**Point labeling dataset excerpts:**
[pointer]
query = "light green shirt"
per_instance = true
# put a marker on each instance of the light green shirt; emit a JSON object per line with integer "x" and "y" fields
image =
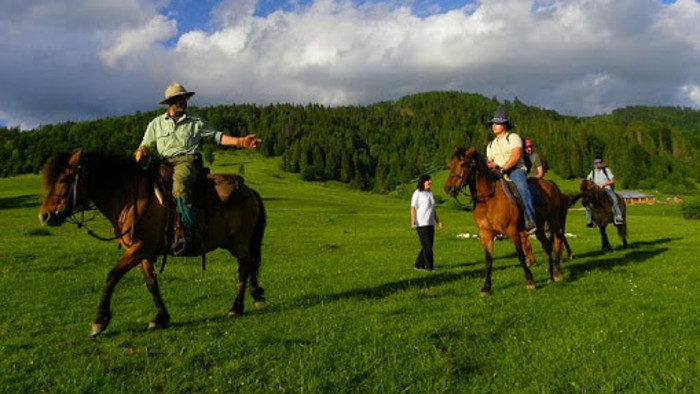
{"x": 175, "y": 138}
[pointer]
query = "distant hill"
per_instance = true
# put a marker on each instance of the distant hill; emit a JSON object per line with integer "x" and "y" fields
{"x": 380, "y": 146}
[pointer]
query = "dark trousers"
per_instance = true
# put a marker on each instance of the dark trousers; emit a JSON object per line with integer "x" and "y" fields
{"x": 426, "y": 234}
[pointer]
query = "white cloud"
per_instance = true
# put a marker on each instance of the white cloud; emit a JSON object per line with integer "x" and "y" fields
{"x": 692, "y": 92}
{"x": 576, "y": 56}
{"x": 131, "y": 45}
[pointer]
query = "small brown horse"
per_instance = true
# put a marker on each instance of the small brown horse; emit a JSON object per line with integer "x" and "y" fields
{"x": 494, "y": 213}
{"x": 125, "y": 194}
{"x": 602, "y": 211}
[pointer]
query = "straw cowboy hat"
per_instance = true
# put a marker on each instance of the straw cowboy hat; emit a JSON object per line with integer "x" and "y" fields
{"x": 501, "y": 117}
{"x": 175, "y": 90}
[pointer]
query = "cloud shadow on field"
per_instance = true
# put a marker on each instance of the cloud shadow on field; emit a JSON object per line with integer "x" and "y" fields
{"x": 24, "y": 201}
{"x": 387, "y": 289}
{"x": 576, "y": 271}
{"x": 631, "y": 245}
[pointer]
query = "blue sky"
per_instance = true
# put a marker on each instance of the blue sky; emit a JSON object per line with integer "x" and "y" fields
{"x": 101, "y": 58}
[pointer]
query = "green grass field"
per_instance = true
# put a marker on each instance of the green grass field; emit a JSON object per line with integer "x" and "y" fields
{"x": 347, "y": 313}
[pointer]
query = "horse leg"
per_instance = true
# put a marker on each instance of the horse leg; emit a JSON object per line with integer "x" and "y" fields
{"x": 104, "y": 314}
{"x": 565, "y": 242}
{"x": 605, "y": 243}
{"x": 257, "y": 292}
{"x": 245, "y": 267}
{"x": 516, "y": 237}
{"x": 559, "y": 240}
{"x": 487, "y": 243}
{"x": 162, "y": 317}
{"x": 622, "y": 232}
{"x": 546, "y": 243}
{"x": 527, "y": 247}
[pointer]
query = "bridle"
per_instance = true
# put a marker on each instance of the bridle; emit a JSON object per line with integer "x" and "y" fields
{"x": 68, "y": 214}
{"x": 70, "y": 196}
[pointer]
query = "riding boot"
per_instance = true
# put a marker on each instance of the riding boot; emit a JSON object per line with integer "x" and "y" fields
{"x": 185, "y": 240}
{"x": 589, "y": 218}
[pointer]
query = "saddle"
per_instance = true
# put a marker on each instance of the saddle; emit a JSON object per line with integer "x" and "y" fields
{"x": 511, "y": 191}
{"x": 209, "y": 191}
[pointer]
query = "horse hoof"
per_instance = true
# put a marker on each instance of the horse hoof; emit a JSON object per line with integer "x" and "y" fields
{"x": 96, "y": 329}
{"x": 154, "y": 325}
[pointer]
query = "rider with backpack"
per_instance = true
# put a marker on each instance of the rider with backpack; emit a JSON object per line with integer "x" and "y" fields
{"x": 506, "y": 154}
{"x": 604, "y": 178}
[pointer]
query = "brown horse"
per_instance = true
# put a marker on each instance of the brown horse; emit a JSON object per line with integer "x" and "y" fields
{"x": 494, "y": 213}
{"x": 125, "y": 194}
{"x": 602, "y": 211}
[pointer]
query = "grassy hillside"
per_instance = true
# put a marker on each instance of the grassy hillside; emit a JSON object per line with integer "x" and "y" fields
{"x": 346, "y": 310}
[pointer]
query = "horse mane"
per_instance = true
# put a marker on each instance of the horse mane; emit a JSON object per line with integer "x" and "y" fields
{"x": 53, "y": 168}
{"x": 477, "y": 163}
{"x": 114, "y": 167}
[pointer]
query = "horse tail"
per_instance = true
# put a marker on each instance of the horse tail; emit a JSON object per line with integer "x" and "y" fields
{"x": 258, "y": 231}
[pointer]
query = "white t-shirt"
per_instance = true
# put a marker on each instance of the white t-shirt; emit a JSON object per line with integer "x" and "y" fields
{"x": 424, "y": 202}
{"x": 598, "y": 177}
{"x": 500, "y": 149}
==
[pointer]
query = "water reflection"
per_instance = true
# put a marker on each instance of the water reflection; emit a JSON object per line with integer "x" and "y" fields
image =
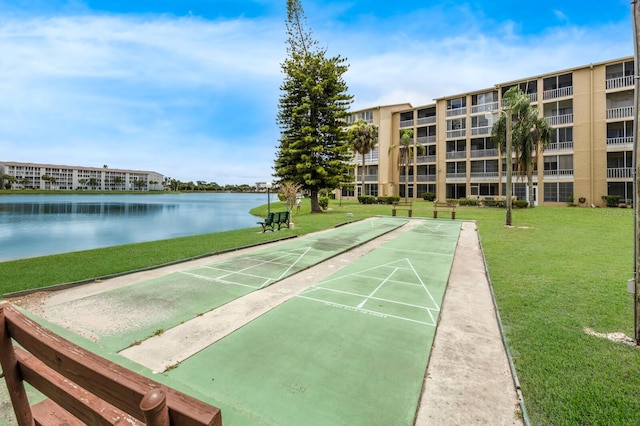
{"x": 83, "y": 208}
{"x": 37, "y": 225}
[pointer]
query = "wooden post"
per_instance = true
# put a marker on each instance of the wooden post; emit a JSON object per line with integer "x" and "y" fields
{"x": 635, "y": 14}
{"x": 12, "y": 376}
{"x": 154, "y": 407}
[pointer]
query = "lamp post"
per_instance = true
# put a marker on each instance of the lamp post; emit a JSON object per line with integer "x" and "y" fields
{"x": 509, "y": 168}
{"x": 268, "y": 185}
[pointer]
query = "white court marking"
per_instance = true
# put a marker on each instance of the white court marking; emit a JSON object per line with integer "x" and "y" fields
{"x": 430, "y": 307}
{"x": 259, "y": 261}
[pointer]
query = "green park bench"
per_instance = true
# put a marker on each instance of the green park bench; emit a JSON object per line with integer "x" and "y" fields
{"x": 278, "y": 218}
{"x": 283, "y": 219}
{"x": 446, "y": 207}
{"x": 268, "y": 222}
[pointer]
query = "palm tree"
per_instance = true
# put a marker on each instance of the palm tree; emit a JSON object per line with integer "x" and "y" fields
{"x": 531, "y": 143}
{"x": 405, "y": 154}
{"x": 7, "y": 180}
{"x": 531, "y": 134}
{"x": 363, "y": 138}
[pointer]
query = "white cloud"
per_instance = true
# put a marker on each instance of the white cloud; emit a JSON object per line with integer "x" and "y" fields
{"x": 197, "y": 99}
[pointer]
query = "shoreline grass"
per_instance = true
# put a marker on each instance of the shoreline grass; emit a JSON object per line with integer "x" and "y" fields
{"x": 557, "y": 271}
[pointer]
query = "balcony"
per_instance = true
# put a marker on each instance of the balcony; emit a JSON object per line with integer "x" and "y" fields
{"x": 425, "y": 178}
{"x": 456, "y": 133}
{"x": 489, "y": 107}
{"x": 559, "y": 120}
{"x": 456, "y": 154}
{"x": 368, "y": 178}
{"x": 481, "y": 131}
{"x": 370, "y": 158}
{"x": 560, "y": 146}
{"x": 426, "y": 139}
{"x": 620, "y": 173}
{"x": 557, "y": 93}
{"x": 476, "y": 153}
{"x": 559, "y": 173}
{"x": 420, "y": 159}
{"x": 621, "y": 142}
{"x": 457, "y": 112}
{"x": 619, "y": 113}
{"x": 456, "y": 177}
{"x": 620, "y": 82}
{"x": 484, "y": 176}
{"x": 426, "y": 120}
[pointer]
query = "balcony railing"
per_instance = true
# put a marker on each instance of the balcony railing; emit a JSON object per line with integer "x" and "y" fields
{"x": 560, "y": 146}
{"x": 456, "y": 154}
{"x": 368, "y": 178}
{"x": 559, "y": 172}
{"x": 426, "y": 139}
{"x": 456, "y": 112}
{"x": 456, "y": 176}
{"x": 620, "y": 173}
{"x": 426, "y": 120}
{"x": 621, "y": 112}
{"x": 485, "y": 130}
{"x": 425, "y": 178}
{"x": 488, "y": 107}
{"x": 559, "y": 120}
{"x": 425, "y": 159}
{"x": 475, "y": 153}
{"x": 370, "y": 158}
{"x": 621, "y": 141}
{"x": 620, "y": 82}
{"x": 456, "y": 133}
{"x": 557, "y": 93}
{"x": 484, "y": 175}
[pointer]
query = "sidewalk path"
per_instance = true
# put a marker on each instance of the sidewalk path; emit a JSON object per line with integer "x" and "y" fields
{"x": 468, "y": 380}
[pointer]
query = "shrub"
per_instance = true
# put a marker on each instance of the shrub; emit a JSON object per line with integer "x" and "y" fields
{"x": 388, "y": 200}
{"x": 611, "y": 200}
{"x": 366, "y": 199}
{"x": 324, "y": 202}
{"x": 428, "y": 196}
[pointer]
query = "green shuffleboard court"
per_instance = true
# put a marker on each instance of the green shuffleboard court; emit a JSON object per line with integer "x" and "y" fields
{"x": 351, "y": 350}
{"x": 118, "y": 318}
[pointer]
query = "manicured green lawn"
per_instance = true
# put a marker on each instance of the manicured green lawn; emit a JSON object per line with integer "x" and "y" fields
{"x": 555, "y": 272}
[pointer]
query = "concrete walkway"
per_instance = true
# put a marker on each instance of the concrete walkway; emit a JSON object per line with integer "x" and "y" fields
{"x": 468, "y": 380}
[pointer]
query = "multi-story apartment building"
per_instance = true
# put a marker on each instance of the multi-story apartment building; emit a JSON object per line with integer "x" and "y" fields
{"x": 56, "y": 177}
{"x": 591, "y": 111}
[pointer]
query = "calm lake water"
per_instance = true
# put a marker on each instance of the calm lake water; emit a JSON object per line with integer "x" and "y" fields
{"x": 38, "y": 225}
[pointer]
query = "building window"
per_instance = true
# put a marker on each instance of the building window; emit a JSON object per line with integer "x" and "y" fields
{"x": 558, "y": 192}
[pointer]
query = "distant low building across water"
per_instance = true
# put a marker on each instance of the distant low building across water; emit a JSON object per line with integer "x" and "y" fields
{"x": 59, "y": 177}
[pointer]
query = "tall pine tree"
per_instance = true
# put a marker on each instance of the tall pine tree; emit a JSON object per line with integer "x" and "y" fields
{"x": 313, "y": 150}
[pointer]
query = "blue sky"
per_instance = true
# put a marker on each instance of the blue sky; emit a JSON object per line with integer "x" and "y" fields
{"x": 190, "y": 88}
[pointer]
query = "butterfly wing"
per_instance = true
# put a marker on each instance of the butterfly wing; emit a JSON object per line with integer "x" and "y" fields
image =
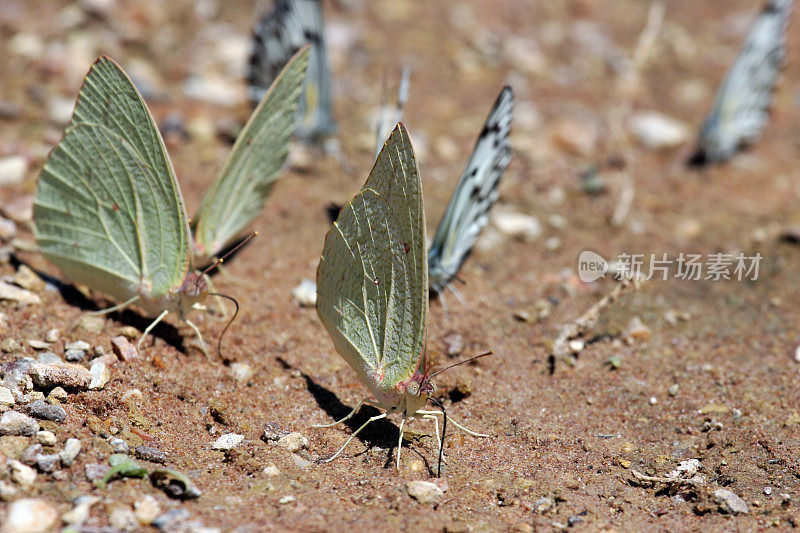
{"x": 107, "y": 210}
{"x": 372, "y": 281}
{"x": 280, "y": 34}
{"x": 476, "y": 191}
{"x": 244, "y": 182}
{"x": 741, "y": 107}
* * *
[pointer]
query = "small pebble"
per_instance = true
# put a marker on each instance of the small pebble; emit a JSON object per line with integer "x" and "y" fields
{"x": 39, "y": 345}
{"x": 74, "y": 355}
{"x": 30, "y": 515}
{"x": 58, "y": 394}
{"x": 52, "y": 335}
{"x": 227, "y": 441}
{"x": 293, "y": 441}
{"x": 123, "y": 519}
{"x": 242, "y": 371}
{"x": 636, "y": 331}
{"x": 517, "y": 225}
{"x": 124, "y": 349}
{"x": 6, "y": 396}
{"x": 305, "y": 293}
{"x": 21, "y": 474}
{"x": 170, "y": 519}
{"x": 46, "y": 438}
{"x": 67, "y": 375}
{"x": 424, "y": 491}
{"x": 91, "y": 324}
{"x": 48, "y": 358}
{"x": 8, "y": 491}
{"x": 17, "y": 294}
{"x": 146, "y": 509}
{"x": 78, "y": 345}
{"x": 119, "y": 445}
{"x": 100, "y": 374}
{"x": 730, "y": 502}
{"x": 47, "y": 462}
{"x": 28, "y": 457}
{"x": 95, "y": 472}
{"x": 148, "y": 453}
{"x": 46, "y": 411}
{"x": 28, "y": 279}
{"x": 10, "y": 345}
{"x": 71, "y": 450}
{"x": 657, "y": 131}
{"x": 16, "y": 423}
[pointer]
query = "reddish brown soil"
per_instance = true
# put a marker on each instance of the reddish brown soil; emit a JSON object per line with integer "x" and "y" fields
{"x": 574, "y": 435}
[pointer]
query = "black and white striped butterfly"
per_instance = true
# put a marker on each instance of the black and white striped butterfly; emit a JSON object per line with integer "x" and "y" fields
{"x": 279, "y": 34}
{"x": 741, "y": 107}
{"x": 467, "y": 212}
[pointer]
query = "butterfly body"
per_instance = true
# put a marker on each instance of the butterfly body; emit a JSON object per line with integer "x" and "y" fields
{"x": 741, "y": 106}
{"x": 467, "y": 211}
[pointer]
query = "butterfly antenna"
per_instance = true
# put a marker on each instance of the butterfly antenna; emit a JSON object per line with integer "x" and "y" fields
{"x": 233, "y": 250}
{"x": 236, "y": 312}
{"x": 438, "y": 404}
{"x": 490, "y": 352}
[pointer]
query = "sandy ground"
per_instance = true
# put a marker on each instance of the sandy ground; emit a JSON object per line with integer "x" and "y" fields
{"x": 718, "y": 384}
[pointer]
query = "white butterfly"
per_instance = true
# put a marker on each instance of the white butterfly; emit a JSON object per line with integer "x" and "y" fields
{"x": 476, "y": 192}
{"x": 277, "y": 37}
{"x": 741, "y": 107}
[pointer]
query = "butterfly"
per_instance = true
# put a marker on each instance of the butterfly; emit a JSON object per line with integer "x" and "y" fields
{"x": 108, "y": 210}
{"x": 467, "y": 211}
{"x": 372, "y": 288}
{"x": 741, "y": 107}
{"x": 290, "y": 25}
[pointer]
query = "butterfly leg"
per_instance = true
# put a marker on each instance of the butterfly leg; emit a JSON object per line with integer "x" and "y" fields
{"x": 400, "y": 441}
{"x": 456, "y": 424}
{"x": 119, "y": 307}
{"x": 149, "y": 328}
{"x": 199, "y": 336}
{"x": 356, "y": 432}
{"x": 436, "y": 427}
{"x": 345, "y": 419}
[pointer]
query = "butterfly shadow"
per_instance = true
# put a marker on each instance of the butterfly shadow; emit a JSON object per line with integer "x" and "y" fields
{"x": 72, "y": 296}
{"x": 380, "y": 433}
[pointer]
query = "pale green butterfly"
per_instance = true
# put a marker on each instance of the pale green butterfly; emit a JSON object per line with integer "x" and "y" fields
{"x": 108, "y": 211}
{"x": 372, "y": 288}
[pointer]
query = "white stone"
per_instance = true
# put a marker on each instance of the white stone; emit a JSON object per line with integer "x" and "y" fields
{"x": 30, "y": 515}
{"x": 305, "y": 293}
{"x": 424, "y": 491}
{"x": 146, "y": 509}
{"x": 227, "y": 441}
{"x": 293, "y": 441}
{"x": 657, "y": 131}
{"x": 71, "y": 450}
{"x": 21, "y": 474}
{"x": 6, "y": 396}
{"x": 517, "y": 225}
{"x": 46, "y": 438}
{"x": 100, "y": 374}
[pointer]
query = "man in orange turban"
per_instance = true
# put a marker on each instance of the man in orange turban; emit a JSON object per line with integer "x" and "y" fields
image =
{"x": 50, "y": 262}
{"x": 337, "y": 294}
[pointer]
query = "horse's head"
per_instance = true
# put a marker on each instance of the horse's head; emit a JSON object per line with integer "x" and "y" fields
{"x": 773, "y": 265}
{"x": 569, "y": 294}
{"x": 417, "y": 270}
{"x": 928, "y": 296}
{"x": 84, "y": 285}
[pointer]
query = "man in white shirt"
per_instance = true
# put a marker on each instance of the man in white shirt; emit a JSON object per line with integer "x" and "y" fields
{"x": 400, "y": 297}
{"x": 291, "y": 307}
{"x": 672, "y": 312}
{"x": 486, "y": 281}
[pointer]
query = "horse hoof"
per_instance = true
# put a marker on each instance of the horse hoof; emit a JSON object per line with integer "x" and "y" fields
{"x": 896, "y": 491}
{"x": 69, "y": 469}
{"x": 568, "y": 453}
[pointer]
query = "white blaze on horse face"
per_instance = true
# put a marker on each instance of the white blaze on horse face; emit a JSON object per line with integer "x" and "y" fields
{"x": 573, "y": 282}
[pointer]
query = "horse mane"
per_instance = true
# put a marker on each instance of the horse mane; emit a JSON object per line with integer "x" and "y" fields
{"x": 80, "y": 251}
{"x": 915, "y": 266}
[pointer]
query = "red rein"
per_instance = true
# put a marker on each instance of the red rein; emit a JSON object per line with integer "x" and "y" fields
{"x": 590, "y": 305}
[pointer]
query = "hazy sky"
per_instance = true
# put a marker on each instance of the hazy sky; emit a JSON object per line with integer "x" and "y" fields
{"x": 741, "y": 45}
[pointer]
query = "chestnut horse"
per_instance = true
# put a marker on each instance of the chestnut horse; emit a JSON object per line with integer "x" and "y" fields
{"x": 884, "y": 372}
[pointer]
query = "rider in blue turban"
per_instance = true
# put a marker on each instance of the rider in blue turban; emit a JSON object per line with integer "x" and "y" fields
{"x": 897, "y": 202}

**WORK TO DO:**
Report every line of the data above that contains the string "rider", copying each line in full.

**ANSWER TO THIS EXERCISE:**
query = "rider with backpack"
# put a marker on each instance of the rider with backpack; emit a JSON object per line with integer "x" and "y" fields
query = "rider in blue turban"
# put a marker on each instance of the rider in blue turban; emit a JSON object per line with integer "x" and "y" fields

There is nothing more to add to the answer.